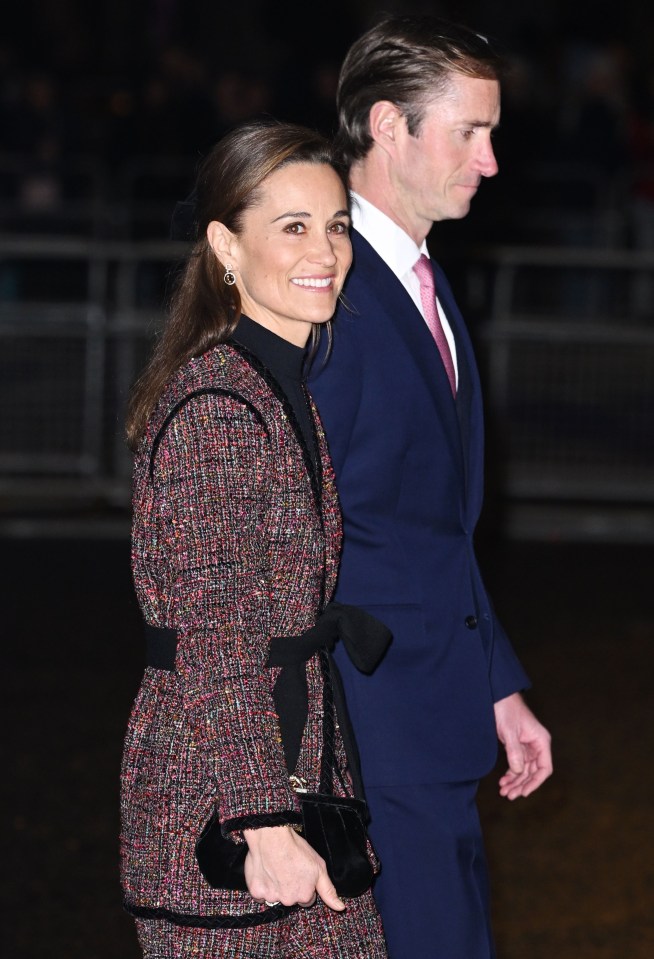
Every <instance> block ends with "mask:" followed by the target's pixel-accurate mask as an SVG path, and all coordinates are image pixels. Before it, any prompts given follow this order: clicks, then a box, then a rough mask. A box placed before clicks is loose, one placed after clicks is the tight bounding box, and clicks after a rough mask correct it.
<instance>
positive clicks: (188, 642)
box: [121, 345, 377, 955]
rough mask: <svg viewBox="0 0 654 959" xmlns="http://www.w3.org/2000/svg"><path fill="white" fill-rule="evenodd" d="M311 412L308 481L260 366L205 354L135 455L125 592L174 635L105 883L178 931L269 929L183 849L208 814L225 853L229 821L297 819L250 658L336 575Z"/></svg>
--------------------
Work instructions:
If a line holds a picture, skip the picture and transcribe the rest of the material exactly.

Solution to the exercise:
Every <instance> block ends with "mask:" followed by the target's pixel-accurate mask as an SVG path, and all coordinates are image pixels. Before it, any prompts given follow this order: clicks, then a box, then a rough mask. A box placed before clicks is loose, one placed after clicks is the tight bounding box, and clicks after a rough mask correct it.
<instance>
positive clicks: (188, 642)
box: [121, 345, 377, 955]
rough mask: <svg viewBox="0 0 654 959" xmlns="http://www.w3.org/2000/svg"><path fill="white" fill-rule="evenodd" d="M311 412L308 481L260 366L205 354L135 455L125 592L174 635L105 883L178 931L269 929L183 849L208 814L225 853L229 821L297 819L250 658L336 575Z"/></svg>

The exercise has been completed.